### Directive A
Answer these from the article on energy-efficient homes below, one line each, marked (i), (ii), (iii):
(i) What event in 1973 led to building energy standards across Europe?
(ii) In what year did the Building Code of Australia set national standards for housing energy efficiency?
(iii) Which 2010 directive required European countries to make all new buildings nearly zero-energy by the end of 2020?
### Directive B
In the article on energy-efficient homes below, quote everything from "Aerial view of" down to "for energy efficiency.".
### Directive C
Continue the article on energy-efficient homes below from where it stops.

### Document text
-- Begin --

Making our homes more energy efficient is easy, so why aren’t we all doing it?

Making our homes more energy efficient is easy, so why aren’t we all doing it?

A home built in Australia today isn’t suitable for a net-zero world in 2050.

Australian homes are hot in the summer, and walk-in freezers in the winter. Air conditioning and heating systems can keep us comfortable. But with rising energy costs, a cost-of-living crisis, and a climate emergency, we need to rethink how we build and thermoregulate our homes drastically. The technology to make our homes carbon neutral exists, and we have examples: In 1973, the oil crisis prompted the development of building energy standards across Europe.

The primary focus of the legislation was insulation, says Roberto Lollini, professor of building physics and research leader of the Energy Efficient Buildings at Eurac Research in Bolzano, Italy.

Aerial view of large houses with dark rooves
New houses in Googong, NSW. Credit: Andrew Merry / Getty Images

Double glazing and roof insulation became the bare minimum for all new buildings. But Lollini says making a home carbon neutral is not only about insulation. Over the decades, European legislation has added more requirements, and in 2010, having at least part of the energy consumption covered by renewables became mandatory for new homes.

Minimum insulation requirements did not emerge in Australia until the 1990s, and only in 2003 did the Building Code of Australia establish national standards for housing energy efficiency. Yet, Australian legislation falls far short of many other countries’ minimum building standards for energy efficiency.

Making a home carbon neutral is not only about insulation.

“Building a very energy-efficient house is quite easy,” says Associate Professor Philip Oldfield, Head of School of the Built Environment at UNSW and a researcher in sustainable and low-carbon architecture. “You provide optimal insulation and ventilation, recover the heat in the winter, provide shading in the summer and generate energy from the rooftops.”

But he says Australian housing building regulations are 20 years behind many other developed countries, and even a house built today is not up to scratch for 2050 net-zero targets. “We need to commit that what we build now is suitable for our decarbonised future.”

From net-zero to carbon positive

The 2010 “Energy Performance of Buildings Directive” required European countries to ensure that all new buildings were nearly zero-energy by the end of 2020. A nearly zero-emission building (NZEB) has a very high energy performance, with the nearly zero or very low amount of energy required, being covered to a large extent by energy from renewable sources.

Germans have led the way with their Passivhaus – a super-efficient, ultra-insulated, airtight building with excellent ventilation and heat recovery systems. Heating and cooling are almost unnecessary in a Passivhaus. “Ideally, people should not need an active heating or cooling system,” says Lollini.

Decarbonising building diagram showing air filtration & ventilation, roof insulation, efficient lighting, energy efficient heating, solar panels, high performance windows, charging point, efficient appliances and smart thermostat
Credit: European Comission

A nearly zero-energy home is oriented and shaded in such a way that it maximises solar exposure in the winter and decreases it in the summer. It is airtight and has excellent thermal insulation at the roof, walls, and between floors to prevent unwanted heat dispersion; it has air filtration systems as well as natural and mechanical ventilation systems. High-performance windows, such as triple glazing, let in plenty of natural light while keeping the internal temperature stable. Efficient artificial lighting and appliances reduce the energy required, which solar panels produce.

-- End --

### Entries provided
-- Begin --

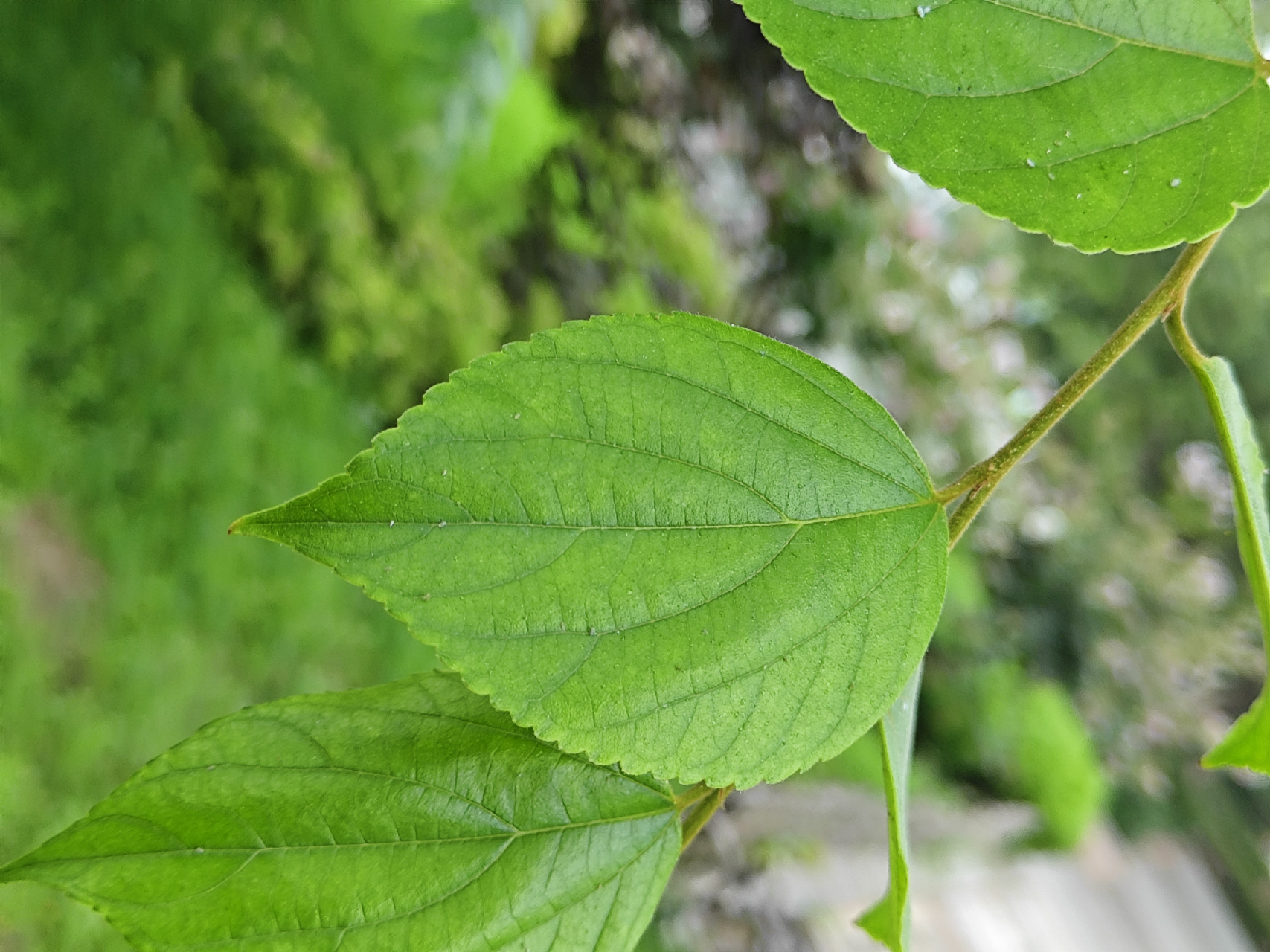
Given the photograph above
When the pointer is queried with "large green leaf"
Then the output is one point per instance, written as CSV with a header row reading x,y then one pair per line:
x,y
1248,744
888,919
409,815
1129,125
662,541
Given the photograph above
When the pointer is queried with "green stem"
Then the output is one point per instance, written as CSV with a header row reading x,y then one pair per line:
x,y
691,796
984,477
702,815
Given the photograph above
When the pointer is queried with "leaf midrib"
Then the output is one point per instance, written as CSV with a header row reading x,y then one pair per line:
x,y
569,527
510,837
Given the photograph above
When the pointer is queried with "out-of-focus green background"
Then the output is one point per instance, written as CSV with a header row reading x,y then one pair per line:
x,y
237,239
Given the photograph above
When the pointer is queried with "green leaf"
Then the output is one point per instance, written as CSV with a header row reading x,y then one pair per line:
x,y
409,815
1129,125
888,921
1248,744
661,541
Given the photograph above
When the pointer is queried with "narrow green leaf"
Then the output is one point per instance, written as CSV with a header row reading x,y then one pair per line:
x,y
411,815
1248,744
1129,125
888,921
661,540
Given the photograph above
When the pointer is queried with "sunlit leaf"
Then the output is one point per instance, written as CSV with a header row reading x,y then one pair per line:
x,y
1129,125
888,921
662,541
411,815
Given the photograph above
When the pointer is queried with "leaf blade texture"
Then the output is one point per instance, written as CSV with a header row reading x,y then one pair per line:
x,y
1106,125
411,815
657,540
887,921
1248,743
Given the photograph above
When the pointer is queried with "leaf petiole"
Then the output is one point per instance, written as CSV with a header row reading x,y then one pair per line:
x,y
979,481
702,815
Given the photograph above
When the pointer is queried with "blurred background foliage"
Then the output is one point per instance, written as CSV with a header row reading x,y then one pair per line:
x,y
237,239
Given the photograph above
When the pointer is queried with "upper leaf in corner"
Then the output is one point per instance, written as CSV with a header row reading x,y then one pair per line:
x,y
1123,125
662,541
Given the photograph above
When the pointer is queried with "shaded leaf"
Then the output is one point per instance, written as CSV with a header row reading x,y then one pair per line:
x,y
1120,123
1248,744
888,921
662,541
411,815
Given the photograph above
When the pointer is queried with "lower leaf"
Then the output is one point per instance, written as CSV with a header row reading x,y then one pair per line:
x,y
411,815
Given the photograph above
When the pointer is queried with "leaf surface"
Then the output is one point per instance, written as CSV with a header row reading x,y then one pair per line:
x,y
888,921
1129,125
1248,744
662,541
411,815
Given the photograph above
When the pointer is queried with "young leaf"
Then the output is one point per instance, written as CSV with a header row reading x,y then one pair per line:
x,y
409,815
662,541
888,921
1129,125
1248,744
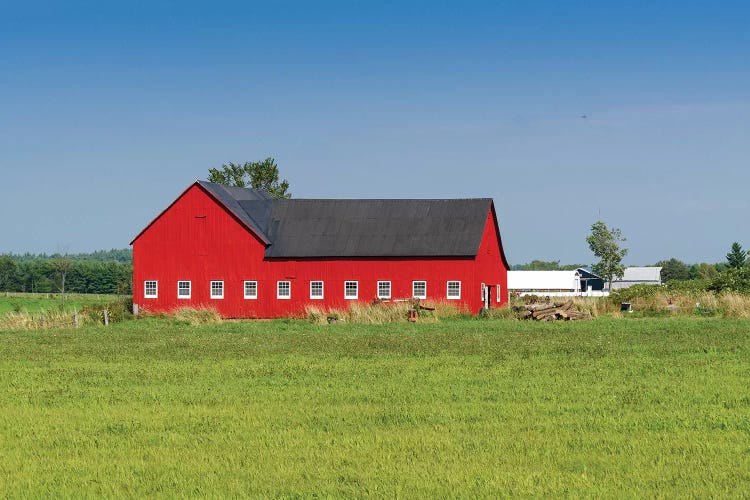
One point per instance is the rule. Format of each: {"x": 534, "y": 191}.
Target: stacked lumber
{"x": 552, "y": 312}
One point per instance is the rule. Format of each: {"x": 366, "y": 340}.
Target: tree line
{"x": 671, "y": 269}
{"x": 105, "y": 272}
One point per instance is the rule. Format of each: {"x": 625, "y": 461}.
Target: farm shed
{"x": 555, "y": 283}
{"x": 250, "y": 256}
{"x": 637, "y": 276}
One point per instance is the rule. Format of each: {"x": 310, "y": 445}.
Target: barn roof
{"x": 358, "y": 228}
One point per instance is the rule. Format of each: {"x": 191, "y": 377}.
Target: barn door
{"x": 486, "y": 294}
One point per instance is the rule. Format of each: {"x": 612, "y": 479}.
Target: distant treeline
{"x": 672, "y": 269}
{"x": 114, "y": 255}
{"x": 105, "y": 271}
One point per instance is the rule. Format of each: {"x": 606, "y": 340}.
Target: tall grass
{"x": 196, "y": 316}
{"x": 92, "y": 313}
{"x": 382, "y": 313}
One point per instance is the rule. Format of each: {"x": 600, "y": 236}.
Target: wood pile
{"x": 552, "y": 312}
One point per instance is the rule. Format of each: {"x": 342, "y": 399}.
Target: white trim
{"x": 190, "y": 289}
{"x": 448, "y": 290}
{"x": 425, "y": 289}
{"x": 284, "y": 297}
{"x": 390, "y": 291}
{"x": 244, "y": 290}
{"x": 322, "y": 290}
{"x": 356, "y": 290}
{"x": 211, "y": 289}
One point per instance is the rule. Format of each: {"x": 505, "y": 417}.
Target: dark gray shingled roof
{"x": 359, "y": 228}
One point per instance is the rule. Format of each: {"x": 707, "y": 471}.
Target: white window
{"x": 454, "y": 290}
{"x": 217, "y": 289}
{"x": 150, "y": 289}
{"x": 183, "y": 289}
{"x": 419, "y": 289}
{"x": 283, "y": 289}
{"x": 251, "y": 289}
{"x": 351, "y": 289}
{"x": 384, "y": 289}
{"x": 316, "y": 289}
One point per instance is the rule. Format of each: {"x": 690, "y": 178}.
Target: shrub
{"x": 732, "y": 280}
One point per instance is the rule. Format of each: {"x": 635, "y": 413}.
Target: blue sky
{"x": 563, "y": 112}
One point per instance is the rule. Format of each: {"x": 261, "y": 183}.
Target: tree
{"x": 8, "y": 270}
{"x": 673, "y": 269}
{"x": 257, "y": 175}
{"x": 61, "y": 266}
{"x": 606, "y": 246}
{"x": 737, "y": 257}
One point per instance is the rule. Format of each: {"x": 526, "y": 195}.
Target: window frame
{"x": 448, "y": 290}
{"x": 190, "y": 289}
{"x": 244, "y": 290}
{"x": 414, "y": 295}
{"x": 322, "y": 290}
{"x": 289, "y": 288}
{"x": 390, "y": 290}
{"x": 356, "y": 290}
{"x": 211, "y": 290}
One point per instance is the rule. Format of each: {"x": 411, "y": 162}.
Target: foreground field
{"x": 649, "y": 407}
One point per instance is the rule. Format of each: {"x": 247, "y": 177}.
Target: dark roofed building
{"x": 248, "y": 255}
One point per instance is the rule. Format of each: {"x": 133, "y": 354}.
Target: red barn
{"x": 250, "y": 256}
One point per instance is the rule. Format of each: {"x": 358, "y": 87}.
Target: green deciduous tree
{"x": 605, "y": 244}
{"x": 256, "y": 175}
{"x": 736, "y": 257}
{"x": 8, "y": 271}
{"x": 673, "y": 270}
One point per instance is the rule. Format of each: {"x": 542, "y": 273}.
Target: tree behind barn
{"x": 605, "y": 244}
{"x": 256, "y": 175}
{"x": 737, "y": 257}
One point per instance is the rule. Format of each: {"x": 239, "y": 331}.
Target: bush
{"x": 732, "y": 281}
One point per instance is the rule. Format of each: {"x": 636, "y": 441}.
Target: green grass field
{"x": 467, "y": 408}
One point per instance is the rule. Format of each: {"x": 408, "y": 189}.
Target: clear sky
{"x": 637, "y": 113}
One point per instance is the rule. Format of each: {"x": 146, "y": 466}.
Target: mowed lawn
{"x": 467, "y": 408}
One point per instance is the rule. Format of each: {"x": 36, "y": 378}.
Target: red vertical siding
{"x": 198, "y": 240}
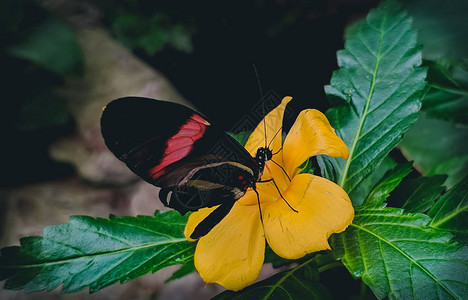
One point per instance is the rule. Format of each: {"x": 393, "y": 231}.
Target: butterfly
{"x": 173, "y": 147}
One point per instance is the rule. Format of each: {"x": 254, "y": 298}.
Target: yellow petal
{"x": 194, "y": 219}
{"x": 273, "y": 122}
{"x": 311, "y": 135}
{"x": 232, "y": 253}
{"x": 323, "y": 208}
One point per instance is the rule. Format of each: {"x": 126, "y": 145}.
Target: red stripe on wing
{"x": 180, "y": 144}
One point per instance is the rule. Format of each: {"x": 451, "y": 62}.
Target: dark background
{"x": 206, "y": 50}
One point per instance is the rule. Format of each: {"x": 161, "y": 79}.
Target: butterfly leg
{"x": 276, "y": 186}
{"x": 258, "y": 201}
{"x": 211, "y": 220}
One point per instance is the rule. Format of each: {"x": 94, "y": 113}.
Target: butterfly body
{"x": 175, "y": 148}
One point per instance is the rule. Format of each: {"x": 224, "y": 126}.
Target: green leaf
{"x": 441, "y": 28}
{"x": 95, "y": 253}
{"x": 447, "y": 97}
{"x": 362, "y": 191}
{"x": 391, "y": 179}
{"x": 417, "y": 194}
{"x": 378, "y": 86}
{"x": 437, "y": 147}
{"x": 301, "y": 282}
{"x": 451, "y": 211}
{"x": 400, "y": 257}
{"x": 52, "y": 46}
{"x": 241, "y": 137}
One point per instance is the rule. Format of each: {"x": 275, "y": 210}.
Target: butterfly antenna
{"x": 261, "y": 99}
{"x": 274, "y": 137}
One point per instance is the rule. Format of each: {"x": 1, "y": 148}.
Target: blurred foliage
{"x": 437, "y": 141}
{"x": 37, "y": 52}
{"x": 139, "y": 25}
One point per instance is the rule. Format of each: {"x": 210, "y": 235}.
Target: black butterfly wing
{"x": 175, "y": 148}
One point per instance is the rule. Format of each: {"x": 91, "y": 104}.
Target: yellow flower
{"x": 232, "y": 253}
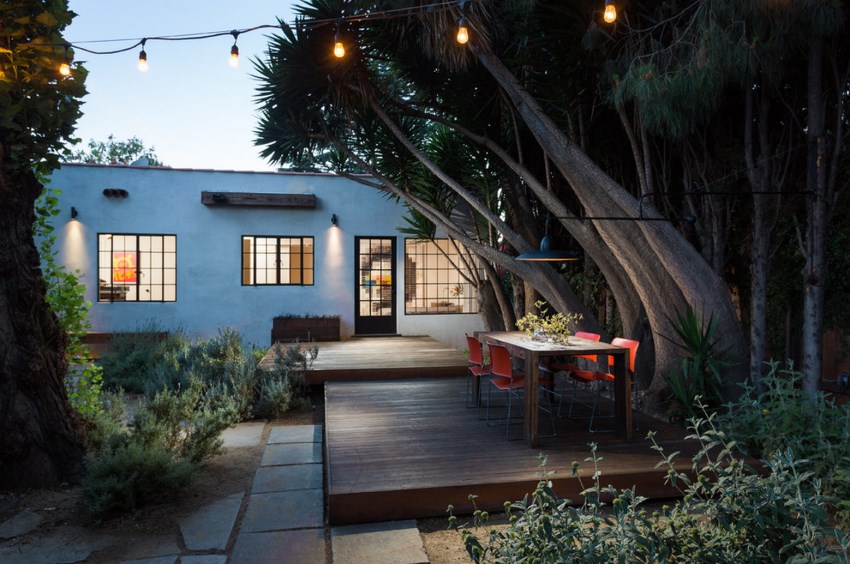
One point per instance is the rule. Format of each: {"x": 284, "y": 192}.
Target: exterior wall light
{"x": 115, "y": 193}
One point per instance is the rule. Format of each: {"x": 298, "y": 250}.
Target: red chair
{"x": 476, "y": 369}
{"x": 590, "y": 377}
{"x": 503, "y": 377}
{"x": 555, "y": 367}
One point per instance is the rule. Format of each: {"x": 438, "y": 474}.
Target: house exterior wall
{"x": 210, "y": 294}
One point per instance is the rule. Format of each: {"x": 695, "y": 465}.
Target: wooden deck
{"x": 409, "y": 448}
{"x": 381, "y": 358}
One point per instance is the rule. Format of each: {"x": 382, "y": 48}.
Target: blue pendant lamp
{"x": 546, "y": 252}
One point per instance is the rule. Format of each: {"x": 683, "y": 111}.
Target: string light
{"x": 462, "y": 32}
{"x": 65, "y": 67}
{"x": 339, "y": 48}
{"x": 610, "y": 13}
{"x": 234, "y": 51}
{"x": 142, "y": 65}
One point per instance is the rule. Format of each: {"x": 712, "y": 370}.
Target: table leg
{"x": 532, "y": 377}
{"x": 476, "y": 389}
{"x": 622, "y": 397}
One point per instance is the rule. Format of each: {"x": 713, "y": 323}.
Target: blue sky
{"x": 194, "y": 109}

-- End --

### Exercise answer A
(i) The oil crisis.
(ii) 2003.
(iii) The "Energy Performance of Buildings Directive."

### Exercise answer B
Aerial view of large houses with dark rooves
New houses in Googong, NSW. Credit: Andrew Merry / Getty Images

Double glazing and roof insulation became the bare minimum for all new buildings. But Lollini says making a home carbon neutral is not only about insulation. Over the decades, European legislation has added more requirements, and in 2010, having at least part of the energy consumption covered by renewables became mandatory for new homes.

Minimum insulation requirements did not emerge in Australia until the 1990s, and only in 2003 did the Building Code of Australia establish national standards for housing energy efficiency. Yet, Australian legislation falls far short of many other countries’ minimum building standards for energy efficiency.

### Exercise answer C
“Ideally, people should not need an active heating or cooling system.”

Roberto Lollini

In 2021, the European Commission proposed revising the directive and moving from NZEB to zero-emission buildings (ZEB) by 2030 to push further the decarbonisation process. Households still represented 27% of final energy consumption in Europe in 2020, according to Eurostat, the statistical office of the European Union. 

Grey insulation blocks connected with concrete and yellow sealant
Blocks of an insulator called Foamglas Perinsul HL being laid in the foundations of a new house, UK. Credit: Andrew Aitchison / Getty Images

Zero-emission homes release no net carbon dioxide into the atmosphere during their operation. This means that the house annually generates as much energy as it needs for heating, cooling, hot water, lighting and household appliances.

But Lollini believes that to achieve our climate targets we must move beyond the zero carbon benchmark by making houses able to make additional “positive energy contributions”. A carbon-positive home produces more renewable energy on-site than the home requires and feed that excess back into the grid. “We are starting to see buildings as an active part of the urban environment,” he says. “As such, they can produce, store and exchange energy with other buildings, infrastructure and e-mobility system.”

Energy efficient apartment buildings surrounded by trees
Energy efficient apartment buildings in Tübingen, Baden-Wurttemberg, Germany. Credit: Westend61 / Getty Images

How to make your home more energy efficient

The technology is there for it. From water-repellent building insulation made from popcorn as a replacement for petroleum-based materials to smart windows and 3D-printed insulating facades, the field of building energy efficiency has seen some great innovation.

But if the idea of retrofitting our home to make it zero-emission or even carbon positive seems unreachable, there are steps we can take to improve our home’s energy efficiency and make it more comfortable, says Oldfield. “Upgrading a poor-performing house can be challenging, but there are some small things you can do to improve it.”

There are three main issues with Australian homes, he says. “We still rely on single glazing; our houses are under-insulated and very leaky.”

He says that roof insulation is a fairly simple job, which doesn’t require you to move out and can be done with a relatively modest budget. “The best thing you can do is to insulate the roof because that’s where the heat goes.” 

“We still rely on single glazing; our houses are under-insulated and very leaky.”

Associate Professor Philip Oldfield
Interior of a house, facing out towards construction vehicle, with triple-glazed windows
Triple-glazed windows in a house getting converted to better environmental standards in the UK. Credit: Ashley Cooper / Getty Images

Another simple and inexpensive method to upgrade your home is improving air tightness by applying mastic around windows or gaps in the building fabric.

To achieve zero-emission standards, most Australian homes would need deep retrofitting, which involves a much more significant investment. “You can’t rely on the private sector to retrofit all these homes,” Oldfield says. “There has to be government support.”

Loans, tax breaks and grant schemes have sparked a renovation wave in Europe.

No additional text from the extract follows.